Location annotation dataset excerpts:

-- START --

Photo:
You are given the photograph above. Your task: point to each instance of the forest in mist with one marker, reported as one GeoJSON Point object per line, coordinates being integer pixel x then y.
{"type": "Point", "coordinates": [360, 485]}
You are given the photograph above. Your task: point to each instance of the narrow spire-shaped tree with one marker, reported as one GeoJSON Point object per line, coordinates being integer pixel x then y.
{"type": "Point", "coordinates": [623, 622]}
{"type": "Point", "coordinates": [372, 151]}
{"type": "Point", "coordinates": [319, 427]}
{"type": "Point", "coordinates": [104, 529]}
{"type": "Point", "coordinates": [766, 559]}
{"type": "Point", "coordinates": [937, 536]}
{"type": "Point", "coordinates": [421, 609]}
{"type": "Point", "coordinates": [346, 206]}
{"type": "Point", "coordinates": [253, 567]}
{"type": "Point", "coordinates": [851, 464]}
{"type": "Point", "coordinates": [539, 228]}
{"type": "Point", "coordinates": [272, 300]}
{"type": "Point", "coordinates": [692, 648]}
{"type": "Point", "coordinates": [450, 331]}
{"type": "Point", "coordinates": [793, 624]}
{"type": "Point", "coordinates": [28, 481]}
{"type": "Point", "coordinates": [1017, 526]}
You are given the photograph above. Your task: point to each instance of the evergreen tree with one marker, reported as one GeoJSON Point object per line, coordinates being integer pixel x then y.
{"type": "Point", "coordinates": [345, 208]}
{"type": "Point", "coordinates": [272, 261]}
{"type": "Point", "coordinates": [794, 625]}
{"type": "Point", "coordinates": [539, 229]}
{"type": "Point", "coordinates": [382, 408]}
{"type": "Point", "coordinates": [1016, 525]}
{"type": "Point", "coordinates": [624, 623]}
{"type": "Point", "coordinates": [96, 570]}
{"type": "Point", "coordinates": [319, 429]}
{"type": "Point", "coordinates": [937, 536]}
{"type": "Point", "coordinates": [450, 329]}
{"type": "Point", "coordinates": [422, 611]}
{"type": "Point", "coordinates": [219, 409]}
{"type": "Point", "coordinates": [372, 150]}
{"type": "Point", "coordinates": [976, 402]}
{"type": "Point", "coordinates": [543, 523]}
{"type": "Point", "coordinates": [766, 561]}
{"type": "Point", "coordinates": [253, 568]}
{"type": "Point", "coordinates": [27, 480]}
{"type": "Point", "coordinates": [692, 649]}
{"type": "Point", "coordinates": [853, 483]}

-- END --

Exercise instructions: Recopy the entries above in their entirety, exactly.

In response:
Photo:
You are given the photograph above. Your task: point to each instance of the forest in mist with one marker, reported as one GeoJSON Point object per line, coordinates being integer pixel x then y.
{"type": "Point", "coordinates": [360, 485]}
You are given the photograph above. Your task: point to each instance of the narrow spire-shaped tree with one marker, reported as one GeoJSON Point object per line, coordinates being integer pixel x then y.
{"type": "Point", "coordinates": [623, 622]}
{"type": "Point", "coordinates": [372, 151]}
{"type": "Point", "coordinates": [319, 427]}
{"type": "Point", "coordinates": [104, 529]}
{"type": "Point", "coordinates": [766, 559]}
{"type": "Point", "coordinates": [937, 536]}
{"type": "Point", "coordinates": [421, 609]}
{"type": "Point", "coordinates": [346, 206]}
{"type": "Point", "coordinates": [253, 567]}
{"type": "Point", "coordinates": [851, 464]}
{"type": "Point", "coordinates": [539, 228]}
{"type": "Point", "coordinates": [272, 300]}
{"type": "Point", "coordinates": [692, 648]}
{"type": "Point", "coordinates": [450, 331]}
{"type": "Point", "coordinates": [793, 624]}
{"type": "Point", "coordinates": [28, 481]}
{"type": "Point", "coordinates": [1017, 526]}
You are given the photograph above. Your task: point to each instance of the evergreen tree with one marker, reported as one GeoJSON Point object per line, coordinates being integer pixel x then y.
{"type": "Point", "coordinates": [345, 208]}
{"type": "Point", "coordinates": [272, 261]}
{"type": "Point", "coordinates": [794, 625]}
{"type": "Point", "coordinates": [539, 229]}
{"type": "Point", "coordinates": [382, 408]}
{"type": "Point", "coordinates": [1016, 525]}
{"type": "Point", "coordinates": [624, 623]}
{"type": "Point", "coordinates": [96, 570]}
{"type": "Point", "coordinates": [319, 429]}
{"type": "Point", "coordinates": [937, 536]}
{"type": "Point", "coordinates": [450, 329]}
{"type": "Point", "coordinates": [422, 611]}
{"type": "Point", "coordinates": [219, 409]}
{"type": "Point", "coordinates": [372, 150]}
{"type": "Point", "coordinates": [976, 402]}
{"type": "Point", "coordinates": [543, 523]}
{"type": "Point", "coordinates": [766, 561]}
{"type": "Point", "coordinates": [253, 568]}
{"type": "Point", "coordinates": [27, 480]}
{"type": "Point", "coordinates": [692, 649]}
{"type": "Point", "coordinates": [853, 483]}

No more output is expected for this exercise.